課題の説明: 20代の転職を論じた出典から、「当然のように人件費が上がって」を含む箇所を起点とし、「プ」と置き換えてもいいです。」までを一字一句違えずに書き写してください。

出典:

:::::

当然のように人件費が上がってくると事業を縮小するということになりますが、そうなってくると事業収入が減ることになります。
前置きが長くなりましたが、これを基礎として、20代のキャリア・転職を考えることは雲泥の差がでます。
今回は介護・福祉業界の報酬制度のあり方から転職について考えていきたいと思います。
キャリアを考えると20代で転職をしない方がいいタイプは?
早速本題に入っていきますが、2つほど転職をしない方がいいタイプがあります。
実際は、「転職をすべきかどうか」を結論づけるには、「自分自身の環境より、職場の環境によることが多い」と私は考えています。
ここで述べる転職をしない方がいいタイプは、「転職が失敗しやすいタイプ」と置き換えてもいいです。
逆にいうと「転職しない方が成功しやすい」ともいえます。
1.比較的大きい法人に勤めている方で、出世欲があり経営的な考え方ができる方
2.すでにホワイト企業など、何らかの社会的ステータスを持っている法人で働いている方
2つのタイプの方は、環境的には働く価値を見出しやすい職場といえます。

:::::

抽出リスト:
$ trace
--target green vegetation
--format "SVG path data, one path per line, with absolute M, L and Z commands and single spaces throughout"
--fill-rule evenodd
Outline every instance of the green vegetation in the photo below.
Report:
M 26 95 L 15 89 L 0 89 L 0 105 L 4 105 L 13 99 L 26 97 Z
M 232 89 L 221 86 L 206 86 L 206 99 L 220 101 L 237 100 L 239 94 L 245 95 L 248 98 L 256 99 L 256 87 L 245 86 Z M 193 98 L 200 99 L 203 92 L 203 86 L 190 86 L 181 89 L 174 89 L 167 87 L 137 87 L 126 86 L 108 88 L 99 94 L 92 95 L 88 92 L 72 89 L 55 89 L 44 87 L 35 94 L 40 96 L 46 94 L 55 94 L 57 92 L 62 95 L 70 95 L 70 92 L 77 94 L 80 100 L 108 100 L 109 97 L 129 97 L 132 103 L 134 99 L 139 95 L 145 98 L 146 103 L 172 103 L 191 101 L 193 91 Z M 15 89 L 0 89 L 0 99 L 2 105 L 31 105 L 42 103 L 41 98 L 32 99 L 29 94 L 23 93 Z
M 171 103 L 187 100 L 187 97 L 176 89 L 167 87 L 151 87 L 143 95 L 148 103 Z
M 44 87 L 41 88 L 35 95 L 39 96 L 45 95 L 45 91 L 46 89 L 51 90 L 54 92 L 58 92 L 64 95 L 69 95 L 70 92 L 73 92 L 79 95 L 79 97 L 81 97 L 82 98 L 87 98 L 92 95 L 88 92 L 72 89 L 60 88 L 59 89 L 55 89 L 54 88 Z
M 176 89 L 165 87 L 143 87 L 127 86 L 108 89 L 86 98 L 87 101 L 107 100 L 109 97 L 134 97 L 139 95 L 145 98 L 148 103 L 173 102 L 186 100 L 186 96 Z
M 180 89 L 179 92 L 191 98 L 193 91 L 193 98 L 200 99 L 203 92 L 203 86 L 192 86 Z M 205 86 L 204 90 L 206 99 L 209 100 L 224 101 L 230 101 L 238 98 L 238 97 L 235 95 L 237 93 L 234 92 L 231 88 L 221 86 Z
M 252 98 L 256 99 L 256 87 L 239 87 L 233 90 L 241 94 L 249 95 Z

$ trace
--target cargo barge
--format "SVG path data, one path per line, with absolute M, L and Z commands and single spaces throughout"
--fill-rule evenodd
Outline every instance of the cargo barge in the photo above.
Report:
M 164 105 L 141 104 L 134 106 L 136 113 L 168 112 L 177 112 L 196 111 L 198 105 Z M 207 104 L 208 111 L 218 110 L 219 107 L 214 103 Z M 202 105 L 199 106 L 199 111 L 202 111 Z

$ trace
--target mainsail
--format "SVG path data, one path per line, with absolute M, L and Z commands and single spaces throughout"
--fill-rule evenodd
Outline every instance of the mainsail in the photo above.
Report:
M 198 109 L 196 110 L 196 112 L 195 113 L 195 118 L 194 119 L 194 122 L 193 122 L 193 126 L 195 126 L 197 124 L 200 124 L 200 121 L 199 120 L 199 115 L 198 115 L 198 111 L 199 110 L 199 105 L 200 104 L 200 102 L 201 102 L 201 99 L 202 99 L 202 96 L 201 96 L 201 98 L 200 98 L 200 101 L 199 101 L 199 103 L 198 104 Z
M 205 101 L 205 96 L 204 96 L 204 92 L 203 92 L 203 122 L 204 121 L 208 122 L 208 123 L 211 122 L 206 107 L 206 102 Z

:::::

課題の解答:
当然のように人件費が上がってくると事業を縮小するということになりますが、そうなってくると事業収入が減ることになります。
前置きが長くなりましたが、これを基礎として、20代のキャリア・転職を考えることは雲泥の差がでます。
今回は介護・福祉業界の報酬制度のあり方から転職について考えていきたいと思います。
キャリアを考えると20代で転職をしない方がいいタイプは?
早速本題に入っていきますが、2つほど転職をしない方がいいタイプがあります。
実際は、「転職をすべきかどうか」を結論づけるには、「自分自身の環境より、職場の環境によることが多い」と私は考えています。
ここで述べる転職をしない方がいいタイプは、「転職が失敗しやすいタイプ」と置き換えてもいいです。